#### [EXERCISE TASKS]
1. In the homecare article below, condense the paragraph beginning "Without increased funding" into a short bulleted list that keeps its main facts.
2. According to the homecare article below, to whom did the UK Home Care Association send its open letter on the National Living Wage?
3. Translate this sentence from the homecare article below into Spanish: "There is no metric to provide a value measurement for our services to the recipient of care and their family."

#### [TEXT EXCERPT]
[Start of Attachment]

What Value Is The Service From Homecare Providers?

Earlier this month UK Home Care Association (UKHCA) sent an open letter to the Chancellor on the National Living Wage warning that the costs of introducing a “national living wage” (NLW) could trigger “catastrophic failure” in the homecare market. Their argument is not that care workers don’t deserve (at least) the NLW but that who is going to fund it?

“Without increased funding to meet the increased staff costs of the national living wage, businesses caring for people in their own homes mainly serving Local Authorities could go bust”, leaving elderly and vulnerable people with no care or resorting to staying in hospitals longer, straining the NHS further, with the inevitable knock on effect to the wider population. In reality, the situation is similarly true for people funding their own care; only without an Act of Parliament forcing them to accept responsibility some will reluctantly accept an increase in costs and others will decide to struggle on without any care support.

Wow! How has it all come to this?

I could write for hours on my opinions on the history of under-funding and political short-termism with regard to social care in this country but one of the issues raised by the often negative responses in The Guardian was of what value is the service from homecare providers?

There is no metric to provide a value measurement for our services to the recipient of care and their family.

[End of Attachment]

#### [PROVIDED DATA]
[Start of Attachment]

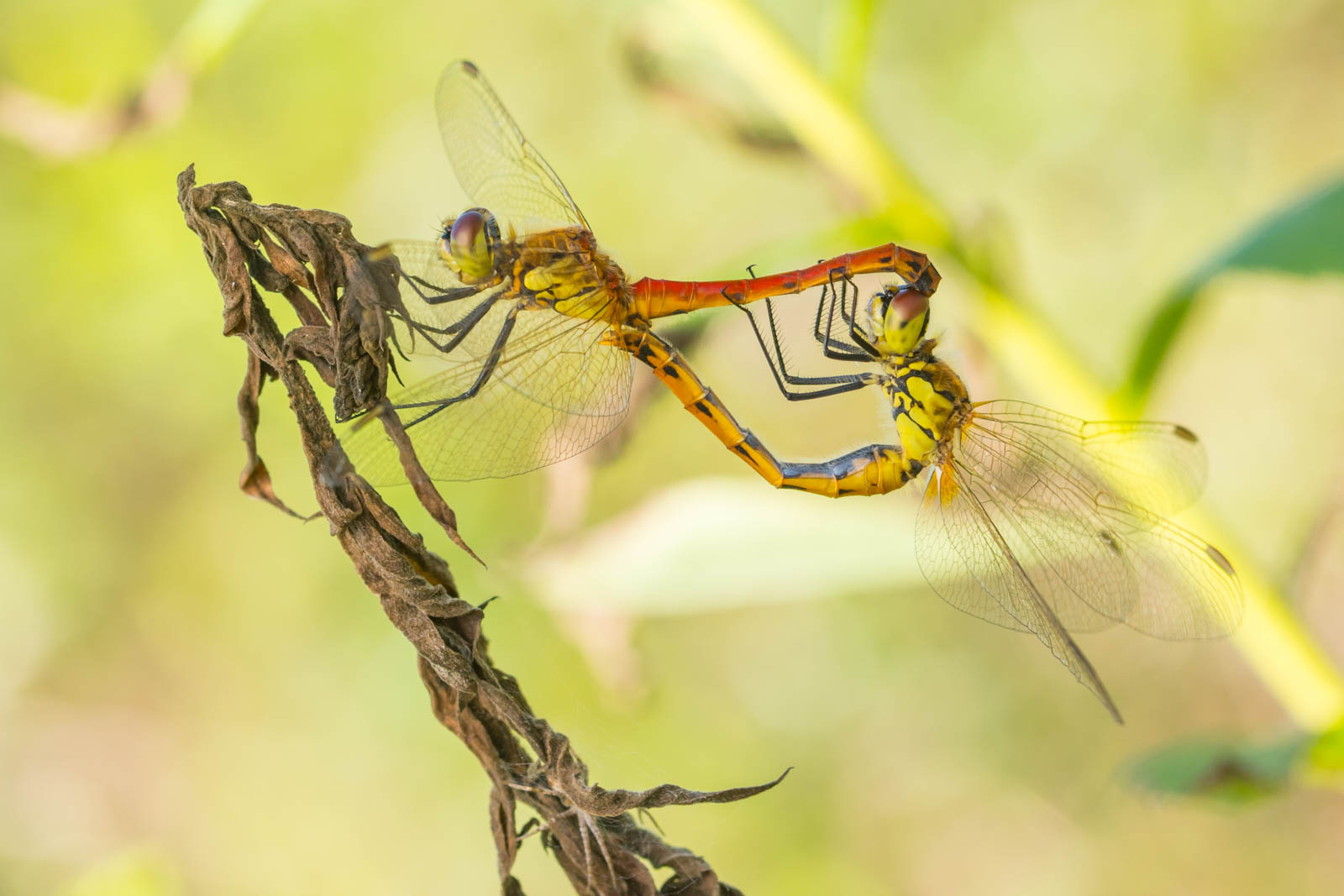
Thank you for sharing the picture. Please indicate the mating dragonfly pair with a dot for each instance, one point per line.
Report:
(1032, 519)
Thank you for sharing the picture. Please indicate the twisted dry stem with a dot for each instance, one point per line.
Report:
(312, 259)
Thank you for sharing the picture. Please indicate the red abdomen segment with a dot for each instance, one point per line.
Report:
(874, 469)
(663, 297)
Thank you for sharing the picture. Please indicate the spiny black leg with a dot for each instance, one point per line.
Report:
(487, 369)
(837, 385)
(835, 347)
(459, 329)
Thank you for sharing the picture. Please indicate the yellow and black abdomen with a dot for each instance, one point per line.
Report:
(925, 394)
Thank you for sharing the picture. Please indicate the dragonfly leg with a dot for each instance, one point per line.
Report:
(459, 329)
(833, 347)
(487, 369)
(874, 469)
(779, 367)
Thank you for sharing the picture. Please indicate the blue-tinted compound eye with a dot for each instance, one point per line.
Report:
(465, 230)
(468, 244)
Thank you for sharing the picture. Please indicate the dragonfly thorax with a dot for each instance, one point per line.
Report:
(927, 399)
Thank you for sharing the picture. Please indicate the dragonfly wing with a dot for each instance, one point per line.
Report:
(494, 161)
(555, 391)
(1187, 587)
(1160, 466)
(1045, 508)
(969, 563)
(1095, 553)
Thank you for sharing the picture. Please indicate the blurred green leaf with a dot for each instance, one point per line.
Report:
(1225, 772)
(1304, 238)
(1327, 752)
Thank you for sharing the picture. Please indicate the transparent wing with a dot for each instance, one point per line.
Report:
(1159, 466)
(1093, 553)
(972, 567)
(555, 391)
(496, 165)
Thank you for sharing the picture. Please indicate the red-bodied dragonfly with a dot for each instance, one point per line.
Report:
(523, 328)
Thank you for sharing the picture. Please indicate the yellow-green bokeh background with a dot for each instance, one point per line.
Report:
(198, 696)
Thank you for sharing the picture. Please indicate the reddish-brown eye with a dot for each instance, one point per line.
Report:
(909, 304)
(467, 228)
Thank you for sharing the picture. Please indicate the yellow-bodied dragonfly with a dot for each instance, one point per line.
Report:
(522, 329)
(1032, 519)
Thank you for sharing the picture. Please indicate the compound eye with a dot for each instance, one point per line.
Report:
(906, 318)
(907, 305)
(465, 230)
(467, 242)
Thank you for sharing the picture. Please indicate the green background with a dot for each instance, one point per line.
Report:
(198, 696)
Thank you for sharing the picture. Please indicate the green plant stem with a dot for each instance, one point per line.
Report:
(1272, 640)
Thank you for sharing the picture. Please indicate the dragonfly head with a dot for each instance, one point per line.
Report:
(898, 317)
(468, 244)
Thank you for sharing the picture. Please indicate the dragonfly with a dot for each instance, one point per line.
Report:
(1032, 519)
(526, 331)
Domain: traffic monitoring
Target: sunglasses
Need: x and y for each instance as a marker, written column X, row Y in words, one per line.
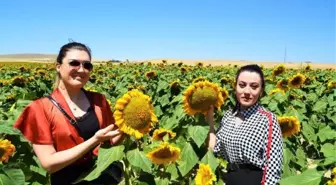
column 86, row 64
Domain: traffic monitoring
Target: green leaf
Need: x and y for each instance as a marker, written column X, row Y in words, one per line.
column 308, row 132
column 320, row 106
column 139, row 159
column 326, row 134
column 328, row 150
column 159, row 181
column 210, row 159
column 164, row 100
column 173, row 171
column 198, row 134
column 106, row 156
column 188, row 159
column 12, row 176
column 301, row 157
column 309, row 177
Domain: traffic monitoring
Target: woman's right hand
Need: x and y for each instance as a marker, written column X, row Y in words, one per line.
column 107, row 133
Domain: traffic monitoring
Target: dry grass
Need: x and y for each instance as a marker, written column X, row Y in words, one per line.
column 266, row 64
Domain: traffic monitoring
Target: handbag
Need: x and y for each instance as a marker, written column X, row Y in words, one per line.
column 114, row 170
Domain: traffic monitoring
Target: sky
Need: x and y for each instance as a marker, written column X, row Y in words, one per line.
column 186, row 29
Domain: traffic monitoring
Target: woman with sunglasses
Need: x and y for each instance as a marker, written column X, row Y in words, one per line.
column 67, row 127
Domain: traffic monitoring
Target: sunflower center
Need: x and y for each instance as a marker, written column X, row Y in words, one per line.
column 137, row 113
column 202, row 98
column 296, row 81
column 163, row 153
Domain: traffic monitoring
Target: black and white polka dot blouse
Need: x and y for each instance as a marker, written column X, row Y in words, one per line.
column 247, row 142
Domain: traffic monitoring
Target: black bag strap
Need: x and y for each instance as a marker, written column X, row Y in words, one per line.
column 72, row 121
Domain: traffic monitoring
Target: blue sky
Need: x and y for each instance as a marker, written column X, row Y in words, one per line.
column 187, row 29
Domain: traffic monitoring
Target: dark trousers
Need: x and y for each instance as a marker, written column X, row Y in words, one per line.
column 244, row 176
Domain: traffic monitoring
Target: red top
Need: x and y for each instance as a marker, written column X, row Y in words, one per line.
column 41, row 122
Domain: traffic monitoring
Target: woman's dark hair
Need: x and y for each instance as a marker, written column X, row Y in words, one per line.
column 72, row 45
column 250, row 68
column 63, row 51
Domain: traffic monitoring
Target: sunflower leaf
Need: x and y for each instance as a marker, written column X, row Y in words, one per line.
column 188, row 159
column 326, row 134
column 106, row 156
column 309, row 177
column 138, row 159
column 198, row 134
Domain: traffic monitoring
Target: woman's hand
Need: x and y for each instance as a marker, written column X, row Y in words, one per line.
column 108, row 133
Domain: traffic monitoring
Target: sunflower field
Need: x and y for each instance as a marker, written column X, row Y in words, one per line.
column 162, row 110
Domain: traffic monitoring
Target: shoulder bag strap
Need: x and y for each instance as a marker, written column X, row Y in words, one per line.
column 72, row 121
column 269, row 141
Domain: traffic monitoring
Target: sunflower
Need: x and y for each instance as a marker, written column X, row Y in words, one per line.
column 164, row 154
column 160, row 133
column 225, row 80
column 277, row 90
column 199, row 96
column 332, row 182
column 175, row 85
column 134, row 113
column 18, row 81
column 278, row 70
column 204, row 175
column 308, row 67
column 183, row 69
column 289, row 125
column 6, row 150
column 199, row 79
column 296, row 81
column 151, row 74
column 332, row 84
column 282, row 84
column 199, row 64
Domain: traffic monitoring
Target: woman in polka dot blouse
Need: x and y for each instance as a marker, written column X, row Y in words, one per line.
column 249, row 136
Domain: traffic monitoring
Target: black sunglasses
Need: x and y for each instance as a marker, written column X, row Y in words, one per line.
column 86, row 64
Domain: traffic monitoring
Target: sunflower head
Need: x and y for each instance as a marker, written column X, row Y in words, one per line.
column 200, row 96
column 164, row 154
column 308, row 67
column 277, row 90
column 278, row 70
column 6, row 150
column 297, row 80
column 134, row 113
column 183, row 69
column 199, row 64
column 225, row 80
column 282, row 84
column 332, row 84
column 289, row 125
column 199, row 79
column 175, row 85
column 160, row 133
column 18, row 81
column 204, row 175
column 151, row 74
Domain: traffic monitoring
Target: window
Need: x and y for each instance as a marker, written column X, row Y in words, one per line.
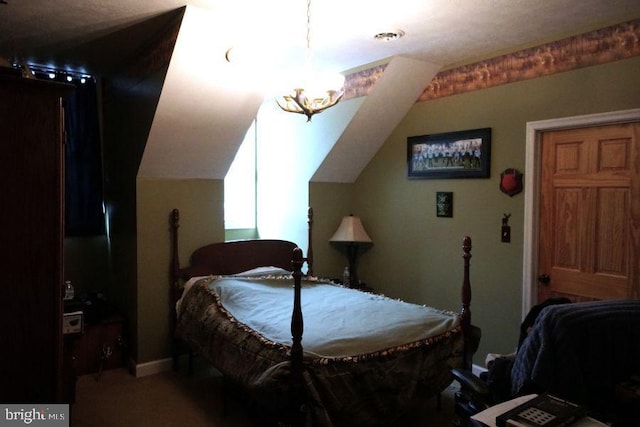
column 240, row 191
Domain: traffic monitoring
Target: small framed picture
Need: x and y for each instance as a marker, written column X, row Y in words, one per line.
column 464, row 154
column 444, row 204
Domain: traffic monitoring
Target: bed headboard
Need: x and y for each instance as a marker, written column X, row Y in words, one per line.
column 232, row 257
column 238, row 256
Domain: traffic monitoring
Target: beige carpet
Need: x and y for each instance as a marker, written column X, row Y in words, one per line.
column 176, row 399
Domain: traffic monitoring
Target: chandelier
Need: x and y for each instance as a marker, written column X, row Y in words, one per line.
column 315, row 92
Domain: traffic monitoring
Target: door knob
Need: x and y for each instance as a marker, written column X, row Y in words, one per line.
column 544, row 279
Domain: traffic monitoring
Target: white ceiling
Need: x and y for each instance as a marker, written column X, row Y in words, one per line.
column 444, row 32
column 99, row 36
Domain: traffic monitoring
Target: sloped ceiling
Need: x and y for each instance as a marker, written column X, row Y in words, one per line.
column 202, row 115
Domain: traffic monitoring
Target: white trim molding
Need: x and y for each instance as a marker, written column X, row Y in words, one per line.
column 532, row 187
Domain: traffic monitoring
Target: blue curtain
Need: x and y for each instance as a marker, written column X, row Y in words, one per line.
column 84, row 215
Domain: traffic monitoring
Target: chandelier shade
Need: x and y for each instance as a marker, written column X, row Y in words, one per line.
column 315, row 91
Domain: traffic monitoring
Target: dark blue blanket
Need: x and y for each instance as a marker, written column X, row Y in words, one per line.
column 580, row 351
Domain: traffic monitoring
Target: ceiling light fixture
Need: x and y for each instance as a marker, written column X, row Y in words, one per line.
column 388, row 36
column 314, row 93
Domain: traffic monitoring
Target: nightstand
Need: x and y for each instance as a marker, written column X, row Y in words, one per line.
column 72, row 330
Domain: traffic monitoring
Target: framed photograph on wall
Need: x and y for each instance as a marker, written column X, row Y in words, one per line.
column 463, row 154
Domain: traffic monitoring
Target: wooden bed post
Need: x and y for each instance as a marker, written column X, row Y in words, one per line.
column 470, row 333
column 297, row 327
column 175, row 283
column 310, row 246
column 465, row 313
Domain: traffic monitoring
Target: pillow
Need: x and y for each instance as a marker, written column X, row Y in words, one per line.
column 264, row 271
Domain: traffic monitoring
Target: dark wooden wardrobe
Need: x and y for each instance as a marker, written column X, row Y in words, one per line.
column 32, row 239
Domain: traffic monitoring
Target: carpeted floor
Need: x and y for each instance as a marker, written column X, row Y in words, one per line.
column 174, row 399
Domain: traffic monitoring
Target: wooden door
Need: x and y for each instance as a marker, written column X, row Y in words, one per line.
column 589, row 238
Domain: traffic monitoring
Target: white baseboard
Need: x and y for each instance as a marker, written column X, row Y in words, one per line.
column 477, row 369
column 150, row 368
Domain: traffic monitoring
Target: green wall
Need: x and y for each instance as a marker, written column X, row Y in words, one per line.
column 201, row 221
column 417, row 256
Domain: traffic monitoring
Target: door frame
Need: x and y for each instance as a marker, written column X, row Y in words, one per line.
column 532, row 187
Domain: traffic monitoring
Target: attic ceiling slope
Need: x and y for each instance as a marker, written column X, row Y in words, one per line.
column 202, row 116
column 394, row 94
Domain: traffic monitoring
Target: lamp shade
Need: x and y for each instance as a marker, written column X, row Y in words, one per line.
column 351, row 231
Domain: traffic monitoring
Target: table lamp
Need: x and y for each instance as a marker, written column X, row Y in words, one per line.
column 351, row 235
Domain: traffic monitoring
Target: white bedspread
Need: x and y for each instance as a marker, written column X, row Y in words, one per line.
column 338, row 322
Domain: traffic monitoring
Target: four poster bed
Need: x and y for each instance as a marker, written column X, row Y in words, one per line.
column 364, row 358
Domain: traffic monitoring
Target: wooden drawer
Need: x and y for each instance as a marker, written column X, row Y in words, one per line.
column 102, row 346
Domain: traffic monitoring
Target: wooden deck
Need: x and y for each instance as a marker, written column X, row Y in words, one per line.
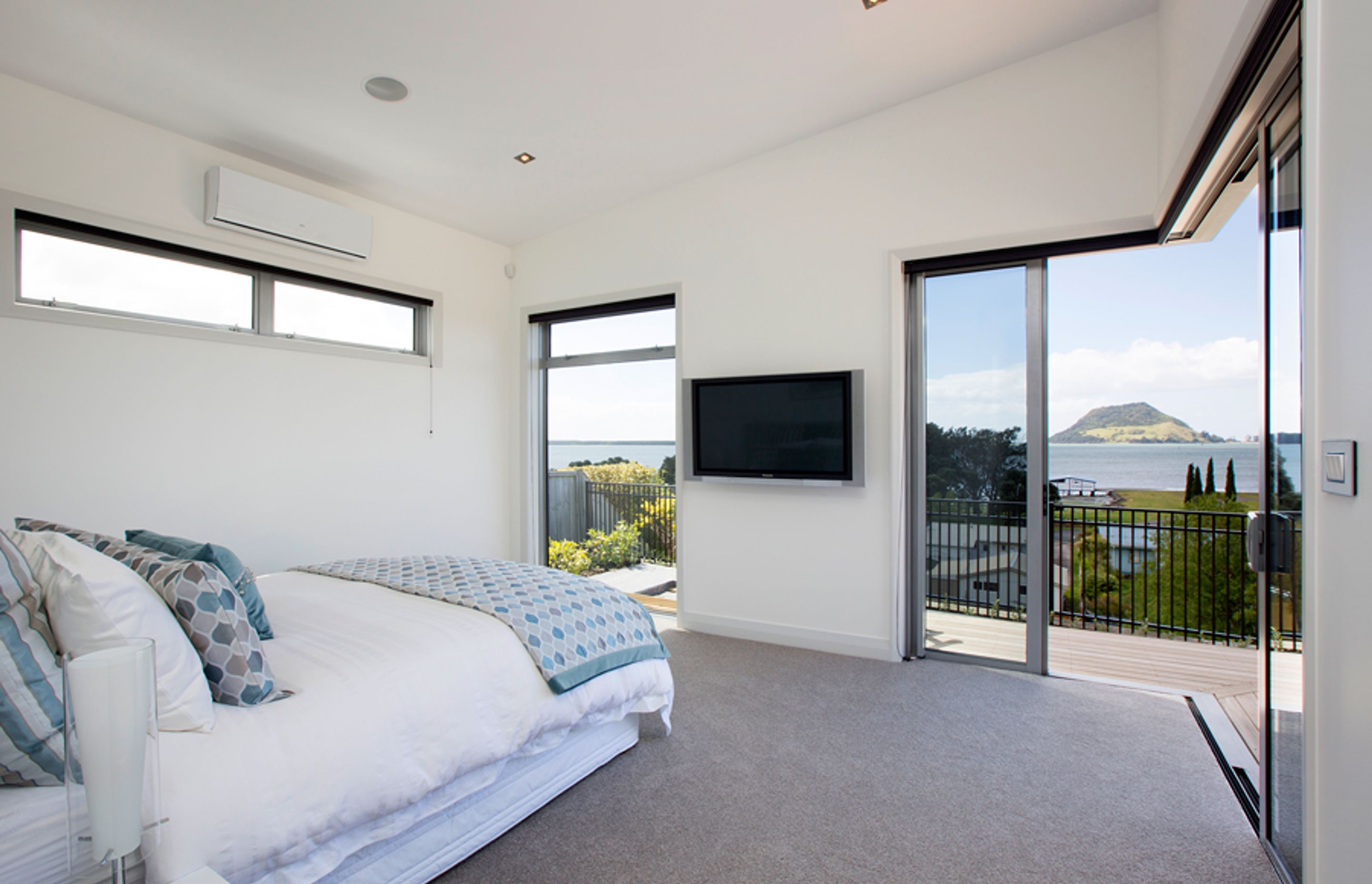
column 1229, row 673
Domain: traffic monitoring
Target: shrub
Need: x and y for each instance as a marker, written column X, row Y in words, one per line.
column 568, row 556
column 657, row 522
column 616, row 550
column 627, row 471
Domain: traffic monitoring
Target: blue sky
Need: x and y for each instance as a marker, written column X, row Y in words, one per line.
column 1178, row 327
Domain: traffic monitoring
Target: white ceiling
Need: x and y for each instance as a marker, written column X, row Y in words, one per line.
column 616, row 98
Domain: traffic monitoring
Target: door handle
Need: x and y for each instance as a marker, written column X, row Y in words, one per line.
column 1271, row 542
column 1256, row 539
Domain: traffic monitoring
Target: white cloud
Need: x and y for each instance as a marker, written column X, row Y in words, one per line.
column 1211, row 386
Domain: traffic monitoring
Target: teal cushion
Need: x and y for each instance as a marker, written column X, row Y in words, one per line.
column 220, row 558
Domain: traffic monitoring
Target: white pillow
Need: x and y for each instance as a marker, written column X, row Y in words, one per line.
column 95, row 602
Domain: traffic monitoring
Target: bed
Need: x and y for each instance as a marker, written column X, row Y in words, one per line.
column 416, row 732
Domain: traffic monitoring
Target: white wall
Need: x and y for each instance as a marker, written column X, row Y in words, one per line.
column 289, row 458
column 1338, row 666
column 1200, row 47
column 785, row 265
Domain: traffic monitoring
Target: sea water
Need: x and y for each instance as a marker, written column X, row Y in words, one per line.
column 1162, row 466
column 646, row 453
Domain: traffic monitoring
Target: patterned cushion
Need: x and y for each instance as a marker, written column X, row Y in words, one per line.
column 223, row 558
column 206, row 606
column 30, row 680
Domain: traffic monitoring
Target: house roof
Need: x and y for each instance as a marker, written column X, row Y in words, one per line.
column 615, row 99
column 968, row 533
column 979, row 567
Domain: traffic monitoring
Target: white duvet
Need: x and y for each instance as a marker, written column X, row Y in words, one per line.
column 395, row 696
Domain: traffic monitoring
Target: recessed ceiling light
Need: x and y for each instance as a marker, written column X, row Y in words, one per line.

[End of Attachment]

#### [ANSWERS FOR THIS EXERCISE]
1.
- Without more funding to cover the higher staff costs of the national living wage, homecare businesses that mainly serve Local Authorities could go bust.
- Elderly and vulnerable people could then be left with no care or have to stay in hospital longer, putting more strain on the NHS and affecting the wider population.
- The situation is much the same for people who pay for their own care.
- Because no Act of Parliament makes them accept responsibility, some will reluctantly pay higher costs and others will go without care support.

2. The Chancellor.

3. No existe ninguna métrica que permita medir el valor de nuestros servicios para quien recibe los cuidados y para su familia.